Entries taken from a collection
--- --- ---
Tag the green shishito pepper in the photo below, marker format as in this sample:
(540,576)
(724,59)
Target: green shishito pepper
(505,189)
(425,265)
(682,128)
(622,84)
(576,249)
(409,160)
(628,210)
--- --- ---
Exercise details
Every entry should be printed again exactly as it stands.

Result for this task
Tag the green shishito pepper in the photo below, marker format as in this sample:
(540,576)
(724,59)
Target: green shishito pepper
(505,189)
(425,265)
(682,128)
(622,84)
(576,249)
(409,160)
(628,210)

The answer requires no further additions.